Written problem 1 - List every third-party package or project that the Python packaging discussion names.

Agreed. I hadn't considered the point about discouraging innovation. So it seems to me that the key things needed are: 1. Discoverability - making it easy for package authors to ensure people find their packages. There's a social aspect here as well - quirky project names like celery or freezegun are a part of the Python culture, but they do make things less discoverable (what do those two projects do?). We need a way to balance that. 2. A clearer way for projects to declare what they support. Python 2 or 3 or both? Is Windows supported? And it's not just "yes or no", often it's somewhere in the middle - for example I know projects that want to work on Windows, but don't have the expertise, so they'll accept patches but you have to expect to do some of the work for them... Classifiers should do this, but use is patchy (particularly around the supported OS). 3. Most controversially, some way of rating otherwise-equal packages. Ultimately, I don't want a choice, I just want to install something and move on. Download counts may be the easiest compromise here (at least lots of people use the project...) As well as the technical aspect of making it possible to provide this information (much of it, projects *can* provide right now, although maybe not always as easily as might be ideal) there is a social aspect - making it so that it's the norm for projects to do so, and not doing so is viewed as an indication of overall attention to detail on the project. Paul
On Sep 19, 2014, at 5:26, Paul Moore <p.f.moore@gmail.com> wrote:
On 19 September 2014 12:59, Steven D'Aprano <steve@pearwood.info> wrote:
Now obviously there are "best of breed" third party libraries. I don't see many people trying to build a better BeautifulSoup. (Maybe they are, and I just don't know about them, which demonstrates the problem.) That's not necessarily a bad thing. But I think we should be careful of putting the thumb on the scales too much.
Agreed. I hadn't considered the point about discouraging innovation. So it seems to me that the key things needed are:
1. Discoverability - making it easy for package authors to ensure people find their packages. There's a social aspect here as well - quirky project names like celery or freezegun are a part of the Python culture, but they do make things less discoverable (what do those two projects do?). We need a way to balance that.

(Some records)
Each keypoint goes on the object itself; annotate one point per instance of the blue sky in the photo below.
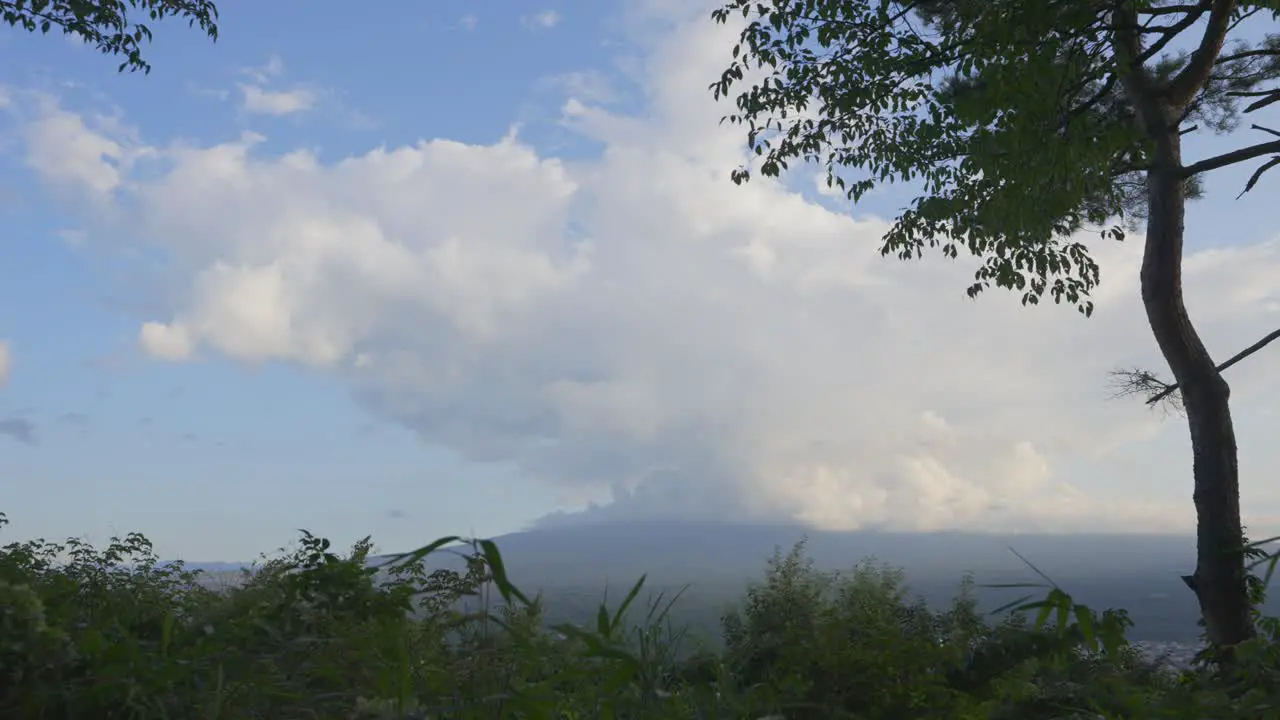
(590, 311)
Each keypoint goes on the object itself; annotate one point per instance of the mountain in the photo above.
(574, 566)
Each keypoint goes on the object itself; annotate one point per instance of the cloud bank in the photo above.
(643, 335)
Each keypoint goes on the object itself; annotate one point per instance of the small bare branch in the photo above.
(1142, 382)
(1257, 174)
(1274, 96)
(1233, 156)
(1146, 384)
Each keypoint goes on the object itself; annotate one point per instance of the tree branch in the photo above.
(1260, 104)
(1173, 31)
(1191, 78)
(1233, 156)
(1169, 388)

--

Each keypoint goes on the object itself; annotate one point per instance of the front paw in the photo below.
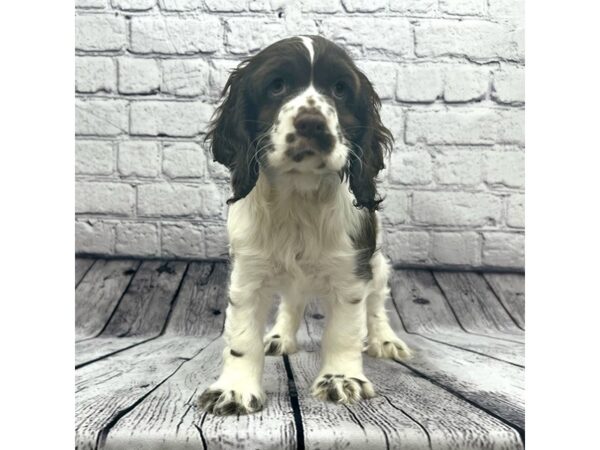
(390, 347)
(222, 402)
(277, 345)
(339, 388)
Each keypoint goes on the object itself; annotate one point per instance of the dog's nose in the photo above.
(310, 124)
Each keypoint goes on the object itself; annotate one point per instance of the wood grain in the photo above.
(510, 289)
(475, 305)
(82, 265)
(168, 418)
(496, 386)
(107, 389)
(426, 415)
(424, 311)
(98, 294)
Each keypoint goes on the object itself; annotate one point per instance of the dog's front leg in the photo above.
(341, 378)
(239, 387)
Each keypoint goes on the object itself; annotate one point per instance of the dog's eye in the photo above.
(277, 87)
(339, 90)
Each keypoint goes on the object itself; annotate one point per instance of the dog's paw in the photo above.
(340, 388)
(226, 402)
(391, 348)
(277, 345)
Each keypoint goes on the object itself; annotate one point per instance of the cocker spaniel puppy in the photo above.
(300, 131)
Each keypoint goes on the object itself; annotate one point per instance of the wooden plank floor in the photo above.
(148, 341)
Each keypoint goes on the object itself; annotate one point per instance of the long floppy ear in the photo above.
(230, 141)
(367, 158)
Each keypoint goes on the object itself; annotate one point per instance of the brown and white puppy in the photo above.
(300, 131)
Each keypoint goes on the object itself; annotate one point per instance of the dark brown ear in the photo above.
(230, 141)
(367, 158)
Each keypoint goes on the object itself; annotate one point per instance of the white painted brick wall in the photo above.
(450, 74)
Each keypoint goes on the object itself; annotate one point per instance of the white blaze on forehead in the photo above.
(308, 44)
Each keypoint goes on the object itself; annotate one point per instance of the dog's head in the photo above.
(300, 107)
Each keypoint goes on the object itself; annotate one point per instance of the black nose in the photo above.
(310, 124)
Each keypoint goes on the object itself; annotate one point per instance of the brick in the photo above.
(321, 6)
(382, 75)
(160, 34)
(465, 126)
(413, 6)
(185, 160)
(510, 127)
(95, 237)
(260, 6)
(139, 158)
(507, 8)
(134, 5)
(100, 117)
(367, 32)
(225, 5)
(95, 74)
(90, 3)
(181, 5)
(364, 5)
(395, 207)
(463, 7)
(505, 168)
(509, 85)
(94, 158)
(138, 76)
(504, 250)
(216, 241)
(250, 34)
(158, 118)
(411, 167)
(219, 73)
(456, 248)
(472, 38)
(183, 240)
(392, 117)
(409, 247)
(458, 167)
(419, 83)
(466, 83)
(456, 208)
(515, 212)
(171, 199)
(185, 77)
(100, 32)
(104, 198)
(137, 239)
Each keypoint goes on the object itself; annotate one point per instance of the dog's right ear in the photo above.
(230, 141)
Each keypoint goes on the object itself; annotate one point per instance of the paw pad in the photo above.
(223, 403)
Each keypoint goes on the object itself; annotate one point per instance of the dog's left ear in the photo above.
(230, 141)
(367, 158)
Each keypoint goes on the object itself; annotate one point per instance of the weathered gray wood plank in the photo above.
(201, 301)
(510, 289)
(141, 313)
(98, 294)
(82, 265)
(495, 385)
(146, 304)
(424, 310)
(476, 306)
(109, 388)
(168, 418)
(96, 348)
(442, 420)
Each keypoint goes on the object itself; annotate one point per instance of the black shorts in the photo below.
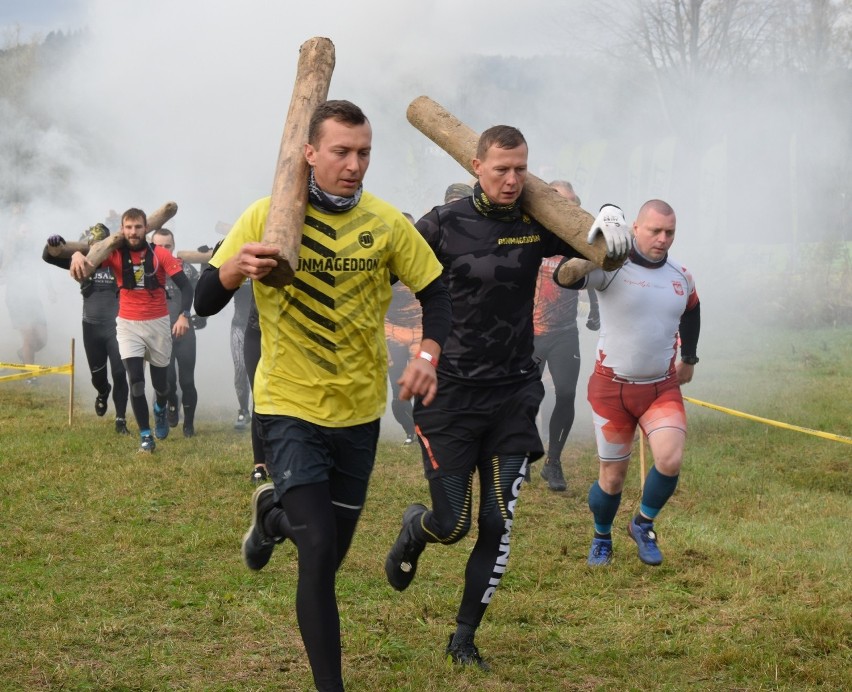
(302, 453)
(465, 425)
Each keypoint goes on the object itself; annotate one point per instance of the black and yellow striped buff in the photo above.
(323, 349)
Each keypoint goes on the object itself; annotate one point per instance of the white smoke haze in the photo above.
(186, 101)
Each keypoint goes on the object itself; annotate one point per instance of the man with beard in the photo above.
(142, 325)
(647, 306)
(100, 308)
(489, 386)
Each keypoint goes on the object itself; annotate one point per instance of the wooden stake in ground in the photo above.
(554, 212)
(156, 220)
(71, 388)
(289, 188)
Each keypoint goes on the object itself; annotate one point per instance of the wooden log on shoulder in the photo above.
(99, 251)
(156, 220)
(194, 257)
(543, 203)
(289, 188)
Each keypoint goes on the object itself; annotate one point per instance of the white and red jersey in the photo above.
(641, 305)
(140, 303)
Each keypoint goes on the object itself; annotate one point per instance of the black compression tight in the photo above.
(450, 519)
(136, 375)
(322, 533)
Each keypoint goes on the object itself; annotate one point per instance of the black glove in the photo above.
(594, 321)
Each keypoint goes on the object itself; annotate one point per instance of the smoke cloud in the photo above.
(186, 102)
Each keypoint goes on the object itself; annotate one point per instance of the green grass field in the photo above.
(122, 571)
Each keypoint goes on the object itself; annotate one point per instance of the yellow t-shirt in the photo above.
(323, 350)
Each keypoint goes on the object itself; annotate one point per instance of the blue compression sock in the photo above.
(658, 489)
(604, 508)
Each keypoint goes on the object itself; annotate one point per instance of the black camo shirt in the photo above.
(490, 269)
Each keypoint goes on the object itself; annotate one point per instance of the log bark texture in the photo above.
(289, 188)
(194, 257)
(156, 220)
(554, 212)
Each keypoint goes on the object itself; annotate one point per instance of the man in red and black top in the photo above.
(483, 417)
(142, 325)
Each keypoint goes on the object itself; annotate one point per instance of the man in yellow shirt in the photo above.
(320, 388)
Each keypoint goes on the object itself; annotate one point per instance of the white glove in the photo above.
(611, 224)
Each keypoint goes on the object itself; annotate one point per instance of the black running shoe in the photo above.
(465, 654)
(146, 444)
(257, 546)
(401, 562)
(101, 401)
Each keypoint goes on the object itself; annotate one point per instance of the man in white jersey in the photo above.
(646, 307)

Written problem 2 - In the entries, change "cloud bank" to "fog bank" in the stretch from the line that contains "mountain in the photo above." through the line that contains "(1146, 384)", and give that stretch back with nothing else altered.

Solution 1 -
celery
freezegun
BeautifulSoup

Solution 2 -
Each keypoint goes on the object itself; annotate one point per instance of the mountain in the photo above.
(574, 566)
Each keypoint goes on the object itself; annotate one point per instance of the fog bank in the photo above.
(643, 335)
Each keypoint goes on the object itself; annotate one point per instance of the small bare branch in the photo above.
(1142, 382)
(1257, 174)
(1274, 96)
(1233, 156)
(1146, 384)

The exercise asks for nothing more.